* _READING TEXT_
The defendant sought discovery of the deceased's psychological and psychiatric records via Rule 1.351, production from nonparty. Because there was evidence that the deceased had been drinking shortly before the accident, defendant wanted to find out if he had an alcohol or substance abuse problem. Plaintiff asserted psychotherapist-patient privilege, and also that the request was overbroad because it covered his entire psychological and psychiatric history with no limits as to time or subject matter. The court ordered production. The 5th DCA granted cert and held once the privilege was asserted, discovery must proceed under Rule 1.310 which requires taking the deposition of the records custodian. Further, although evidence of alleged alcoholism would be relevant to the decedent's health, life expectancy and habits, this does not allow carte blanche investigation of his entire mental health history. The court should have taken protective measures, including in camera inspection, and deposition of the psychologist and psychiatrist.

* _INFORMATION SHOWN_
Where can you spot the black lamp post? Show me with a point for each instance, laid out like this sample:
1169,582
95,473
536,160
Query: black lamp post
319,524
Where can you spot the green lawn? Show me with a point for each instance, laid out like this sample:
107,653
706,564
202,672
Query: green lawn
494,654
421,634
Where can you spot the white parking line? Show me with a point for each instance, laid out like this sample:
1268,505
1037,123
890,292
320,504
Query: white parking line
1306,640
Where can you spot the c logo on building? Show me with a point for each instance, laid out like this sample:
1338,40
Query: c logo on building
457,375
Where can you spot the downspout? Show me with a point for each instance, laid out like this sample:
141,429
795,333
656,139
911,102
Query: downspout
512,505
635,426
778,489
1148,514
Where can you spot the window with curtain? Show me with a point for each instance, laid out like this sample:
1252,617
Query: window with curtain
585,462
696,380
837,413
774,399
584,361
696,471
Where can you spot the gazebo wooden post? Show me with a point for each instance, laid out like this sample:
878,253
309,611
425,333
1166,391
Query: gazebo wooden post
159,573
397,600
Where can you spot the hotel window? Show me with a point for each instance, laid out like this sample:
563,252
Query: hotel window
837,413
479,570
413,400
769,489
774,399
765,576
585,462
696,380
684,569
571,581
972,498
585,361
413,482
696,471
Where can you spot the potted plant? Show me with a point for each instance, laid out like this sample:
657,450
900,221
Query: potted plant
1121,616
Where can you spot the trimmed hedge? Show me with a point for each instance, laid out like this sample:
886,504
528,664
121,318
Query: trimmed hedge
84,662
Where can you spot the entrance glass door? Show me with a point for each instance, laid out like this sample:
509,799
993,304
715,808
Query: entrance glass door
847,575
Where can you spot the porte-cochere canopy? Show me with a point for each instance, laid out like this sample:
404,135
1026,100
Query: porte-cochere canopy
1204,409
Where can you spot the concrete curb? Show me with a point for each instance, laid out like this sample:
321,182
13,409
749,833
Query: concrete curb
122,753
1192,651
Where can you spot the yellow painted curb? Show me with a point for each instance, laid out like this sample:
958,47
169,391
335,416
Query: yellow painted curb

* _EXERCISES TO COMPLETE_
- A) Using the case summary about the deceased's psychological and psychiatric records, decide whether each statement agrees with it: (i) the plaintiff claimed the request was overbroad because it set no limits on time or subject matter; (ii) the 5th DCA denied cert; (iii) the defendant wanted the records to learn whether the deceased had an alcohol or substance abuse problem. Answer yes or no for each, quoting the words of the summary that decide it.
- B) Write the next part of the case summary about the deceased's mental health records, starting right after its final sentence.

* _ANSWERS TO THE PROBLEMS_
- A)
(i) Yes: "the request was overbroad because it covered his entire psychological and psychiatric history with no limits as to time or subject matter."
(ii) No: "The 5th DCA granted cert."
(iii) Yes: "defendant wanted to find out if he had an alcohol or substance abuse problem."

- B)
Section 624.155 allows for punitive damages in certain insurance bad faith cases. The court now holds that before a claim for punitive damages may be pled, the plaintiff must comply with 768.72, requiring a proffer of evidence justifying punitive damages. See also Key West Convalescent Center v. Doherty, 619 So.2d 367 (Fla. 3d DCA 1993) (same requirement as to claims under the nursing home statute).
Under Slavin v. Kay, 108 So.2d 462 (Fla. 1958), if a defect in construction is patent, the owner is on notice and the contractor is not liable for it after turning over the project to the owner. But if the defect is latent, the contractor remains liable. Here, the defect in construction resulted in a large, deep puddle of water. Although the puddle itself was obvious, the depth, which made the condition dangerous, was not obvious. Consequently, the contractor could still be held liable. In a concurring opinion, Judge Klein suggests that it is time to overrule Slavin, now that joint and several liability has been abolished. Let the jury decide how much fault belongs to the contractor and how much to the owner, instead of a bright line test. After Godales, I wonder if Slavin will still be the law.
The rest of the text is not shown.